Work required
Transcribe precisely those lines of the listing that fall between the line containing "child in purple" and the last line, inclusive of both.

Supplied data
* start *
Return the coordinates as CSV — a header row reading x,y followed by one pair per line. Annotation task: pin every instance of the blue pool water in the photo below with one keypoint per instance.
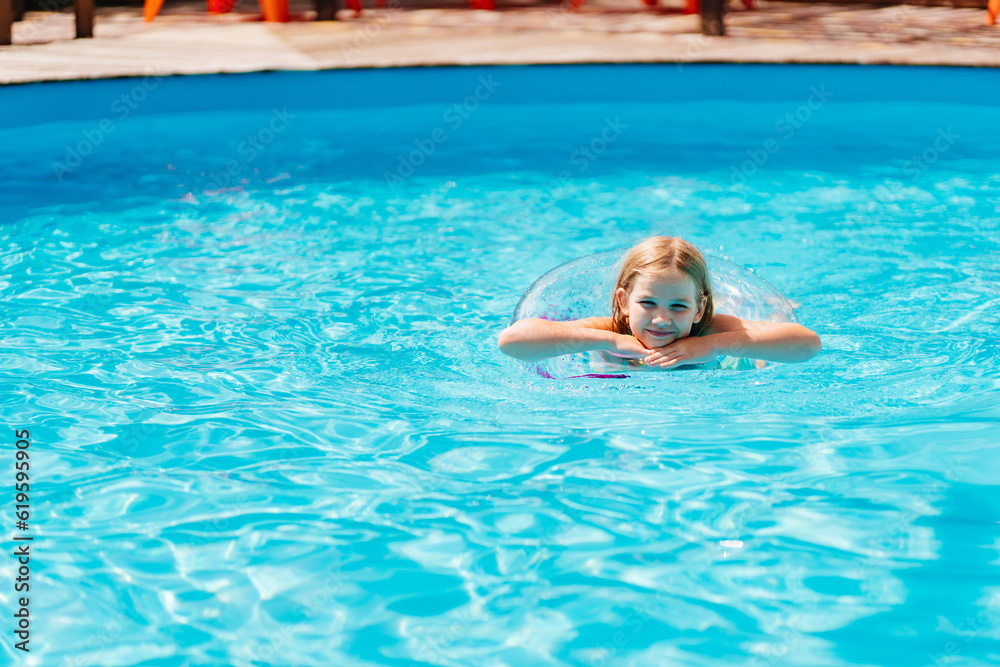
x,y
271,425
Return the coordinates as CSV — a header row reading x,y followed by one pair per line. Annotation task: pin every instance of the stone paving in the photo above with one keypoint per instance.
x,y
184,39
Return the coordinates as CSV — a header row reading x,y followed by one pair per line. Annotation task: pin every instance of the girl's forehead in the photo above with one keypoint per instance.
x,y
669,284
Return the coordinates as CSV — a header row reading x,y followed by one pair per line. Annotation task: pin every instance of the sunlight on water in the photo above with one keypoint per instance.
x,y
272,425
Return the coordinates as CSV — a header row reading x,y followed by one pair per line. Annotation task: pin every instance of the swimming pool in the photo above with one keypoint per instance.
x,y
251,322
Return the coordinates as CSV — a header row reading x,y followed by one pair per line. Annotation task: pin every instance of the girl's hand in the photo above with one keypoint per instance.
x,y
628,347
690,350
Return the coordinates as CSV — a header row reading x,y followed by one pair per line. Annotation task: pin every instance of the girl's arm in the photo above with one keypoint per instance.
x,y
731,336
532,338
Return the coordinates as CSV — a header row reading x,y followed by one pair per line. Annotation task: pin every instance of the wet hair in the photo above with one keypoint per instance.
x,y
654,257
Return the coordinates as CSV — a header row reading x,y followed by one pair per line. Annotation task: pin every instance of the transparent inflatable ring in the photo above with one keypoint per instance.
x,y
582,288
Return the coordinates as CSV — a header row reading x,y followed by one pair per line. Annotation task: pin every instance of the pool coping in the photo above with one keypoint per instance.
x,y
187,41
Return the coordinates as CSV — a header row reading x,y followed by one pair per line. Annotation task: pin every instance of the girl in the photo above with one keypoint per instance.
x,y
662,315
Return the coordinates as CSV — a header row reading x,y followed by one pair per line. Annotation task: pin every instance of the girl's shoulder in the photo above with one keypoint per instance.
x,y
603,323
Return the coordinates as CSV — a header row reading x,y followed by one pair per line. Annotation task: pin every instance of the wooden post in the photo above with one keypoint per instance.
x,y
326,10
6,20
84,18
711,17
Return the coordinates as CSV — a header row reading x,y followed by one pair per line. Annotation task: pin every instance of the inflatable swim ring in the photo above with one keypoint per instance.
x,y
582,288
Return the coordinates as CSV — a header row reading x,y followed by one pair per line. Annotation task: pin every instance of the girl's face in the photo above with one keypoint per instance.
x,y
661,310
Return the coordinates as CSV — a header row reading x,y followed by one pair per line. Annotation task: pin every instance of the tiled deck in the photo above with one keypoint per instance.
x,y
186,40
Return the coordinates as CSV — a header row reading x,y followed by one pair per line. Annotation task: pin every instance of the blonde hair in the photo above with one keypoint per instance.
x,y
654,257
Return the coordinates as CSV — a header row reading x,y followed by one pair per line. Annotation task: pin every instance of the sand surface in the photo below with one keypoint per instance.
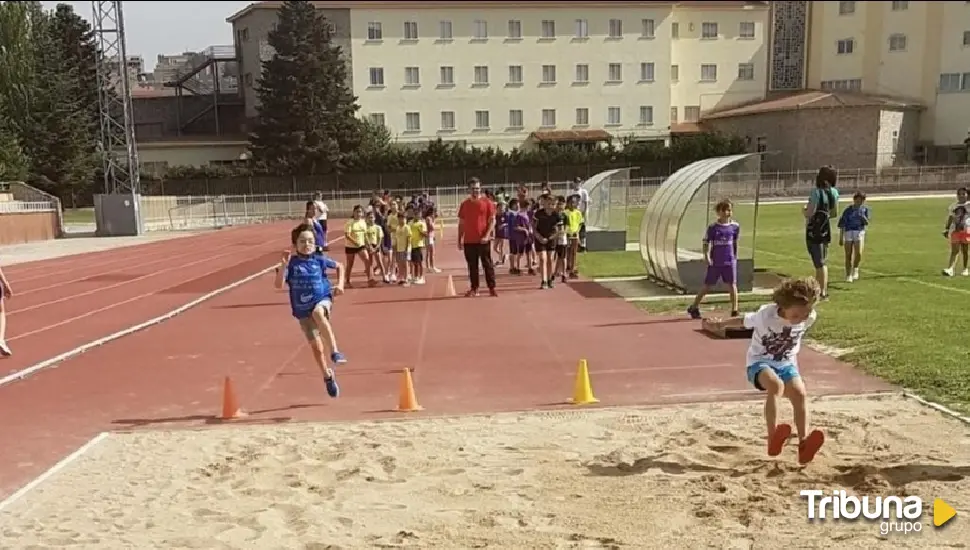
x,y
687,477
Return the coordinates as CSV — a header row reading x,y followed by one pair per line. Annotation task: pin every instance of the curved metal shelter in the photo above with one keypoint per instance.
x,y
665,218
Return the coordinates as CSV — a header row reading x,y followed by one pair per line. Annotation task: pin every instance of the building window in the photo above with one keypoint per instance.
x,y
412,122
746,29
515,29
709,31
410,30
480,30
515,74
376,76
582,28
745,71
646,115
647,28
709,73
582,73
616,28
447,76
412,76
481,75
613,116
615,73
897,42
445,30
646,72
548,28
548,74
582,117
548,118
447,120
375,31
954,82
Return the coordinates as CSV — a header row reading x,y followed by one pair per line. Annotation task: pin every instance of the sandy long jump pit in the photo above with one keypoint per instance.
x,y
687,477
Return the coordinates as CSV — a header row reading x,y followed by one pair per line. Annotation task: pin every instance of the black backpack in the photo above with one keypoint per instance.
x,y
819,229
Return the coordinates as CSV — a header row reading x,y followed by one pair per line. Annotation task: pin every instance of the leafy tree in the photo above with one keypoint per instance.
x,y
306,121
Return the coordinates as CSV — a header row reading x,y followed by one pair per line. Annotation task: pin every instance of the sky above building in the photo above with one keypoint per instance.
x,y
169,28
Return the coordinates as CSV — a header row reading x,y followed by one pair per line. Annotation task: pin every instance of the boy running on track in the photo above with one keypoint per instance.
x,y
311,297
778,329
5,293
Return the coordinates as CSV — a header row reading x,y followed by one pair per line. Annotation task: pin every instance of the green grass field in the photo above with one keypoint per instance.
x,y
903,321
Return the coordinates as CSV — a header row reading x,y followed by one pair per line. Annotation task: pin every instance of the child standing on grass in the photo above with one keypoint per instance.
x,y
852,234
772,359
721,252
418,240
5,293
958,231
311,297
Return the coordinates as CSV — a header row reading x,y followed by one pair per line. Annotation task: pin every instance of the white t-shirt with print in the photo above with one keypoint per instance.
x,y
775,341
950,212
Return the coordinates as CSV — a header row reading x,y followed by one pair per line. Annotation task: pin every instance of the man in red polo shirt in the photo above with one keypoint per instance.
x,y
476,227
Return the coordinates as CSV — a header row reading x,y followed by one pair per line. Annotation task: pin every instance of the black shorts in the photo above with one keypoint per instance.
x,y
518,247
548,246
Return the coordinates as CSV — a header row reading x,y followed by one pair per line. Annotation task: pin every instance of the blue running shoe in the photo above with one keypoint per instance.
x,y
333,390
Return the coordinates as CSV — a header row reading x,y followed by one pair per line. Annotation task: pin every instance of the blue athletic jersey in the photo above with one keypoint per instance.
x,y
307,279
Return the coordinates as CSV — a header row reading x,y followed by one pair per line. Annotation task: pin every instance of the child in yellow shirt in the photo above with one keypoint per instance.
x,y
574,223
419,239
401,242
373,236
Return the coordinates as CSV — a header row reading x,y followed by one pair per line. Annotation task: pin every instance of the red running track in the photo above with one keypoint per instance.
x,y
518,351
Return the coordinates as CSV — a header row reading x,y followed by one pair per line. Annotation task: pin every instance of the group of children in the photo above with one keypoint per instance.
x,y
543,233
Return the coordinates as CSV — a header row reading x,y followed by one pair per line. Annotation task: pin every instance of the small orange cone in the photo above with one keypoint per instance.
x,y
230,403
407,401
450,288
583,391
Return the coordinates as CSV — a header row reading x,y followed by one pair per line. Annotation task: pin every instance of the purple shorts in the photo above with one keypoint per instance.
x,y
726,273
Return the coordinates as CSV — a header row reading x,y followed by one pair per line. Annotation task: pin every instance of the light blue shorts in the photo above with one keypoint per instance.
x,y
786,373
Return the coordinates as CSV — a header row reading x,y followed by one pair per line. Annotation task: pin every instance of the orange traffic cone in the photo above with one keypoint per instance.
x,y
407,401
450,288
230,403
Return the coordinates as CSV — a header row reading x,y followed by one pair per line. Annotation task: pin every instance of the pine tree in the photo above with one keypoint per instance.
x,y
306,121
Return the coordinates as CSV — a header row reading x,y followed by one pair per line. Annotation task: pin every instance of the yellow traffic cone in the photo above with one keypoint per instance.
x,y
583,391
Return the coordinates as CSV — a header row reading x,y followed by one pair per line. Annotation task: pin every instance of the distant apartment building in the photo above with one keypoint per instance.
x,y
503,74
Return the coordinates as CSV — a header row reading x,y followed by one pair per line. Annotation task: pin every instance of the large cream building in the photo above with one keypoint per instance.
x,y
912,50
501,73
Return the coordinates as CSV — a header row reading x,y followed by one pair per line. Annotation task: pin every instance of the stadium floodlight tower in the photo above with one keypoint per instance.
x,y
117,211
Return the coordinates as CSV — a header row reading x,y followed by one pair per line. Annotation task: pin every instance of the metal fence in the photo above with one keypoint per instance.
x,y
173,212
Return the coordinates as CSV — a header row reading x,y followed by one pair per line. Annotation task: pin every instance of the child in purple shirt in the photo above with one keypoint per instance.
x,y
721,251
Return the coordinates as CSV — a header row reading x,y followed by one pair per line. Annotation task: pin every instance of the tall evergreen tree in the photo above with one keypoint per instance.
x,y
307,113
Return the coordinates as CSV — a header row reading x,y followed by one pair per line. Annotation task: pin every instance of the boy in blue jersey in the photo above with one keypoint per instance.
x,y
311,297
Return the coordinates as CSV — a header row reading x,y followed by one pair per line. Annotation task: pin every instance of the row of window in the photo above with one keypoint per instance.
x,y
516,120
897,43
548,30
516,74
* end *
Problem solution
Return the coordinates as CSV — a header row reading x,y followed by one pair per line. Annotation task: pin every instance of the child in purple shirt in the photo above with one keypoint per instance.
x,y
721,251
Return the coordinates as CSV — a header row reading x,y followed by one pair per line. Annotation task: pin every instance of the tall evergreen tree in the photo above with one keypoint per instance.
x,y
307,113
Return the coordinates as CSV — a header row reading x,y followed by one pair per line. Annotation task: pin every instance of the boy in blue jersey in the photo above with one keypoint per instance.
x,y
311,297
Return the coordinates as CSV — a header row reading x,y followed by one pair per line. Annotation task: pin every instance of the row of window in the photo above with one keypoint per instance.
x,y
516,120
897,43
548,30
516,74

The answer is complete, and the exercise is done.